- Set task: Extract each line of the rows below that contains the word "drainpipe", copying those lines unchanged.
--- begin Data for processing ---
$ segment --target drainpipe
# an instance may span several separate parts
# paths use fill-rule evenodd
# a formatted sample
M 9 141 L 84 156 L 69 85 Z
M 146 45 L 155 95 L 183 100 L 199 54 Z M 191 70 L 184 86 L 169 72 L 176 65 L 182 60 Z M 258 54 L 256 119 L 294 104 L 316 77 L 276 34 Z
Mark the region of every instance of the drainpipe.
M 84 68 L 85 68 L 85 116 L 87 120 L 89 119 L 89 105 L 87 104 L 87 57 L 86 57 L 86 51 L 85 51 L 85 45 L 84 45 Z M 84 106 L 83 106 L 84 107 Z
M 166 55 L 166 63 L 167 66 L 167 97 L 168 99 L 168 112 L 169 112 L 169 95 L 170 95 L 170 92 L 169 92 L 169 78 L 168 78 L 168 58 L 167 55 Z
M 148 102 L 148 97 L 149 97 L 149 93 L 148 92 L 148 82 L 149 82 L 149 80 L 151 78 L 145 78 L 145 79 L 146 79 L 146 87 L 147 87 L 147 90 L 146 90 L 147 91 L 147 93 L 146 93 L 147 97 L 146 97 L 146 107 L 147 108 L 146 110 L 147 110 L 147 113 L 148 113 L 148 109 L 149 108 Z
--- end Data for processing ---
- Answer to the exercise:
$ segment --target drainpipe
Mark the region of every instance of the drainpipe.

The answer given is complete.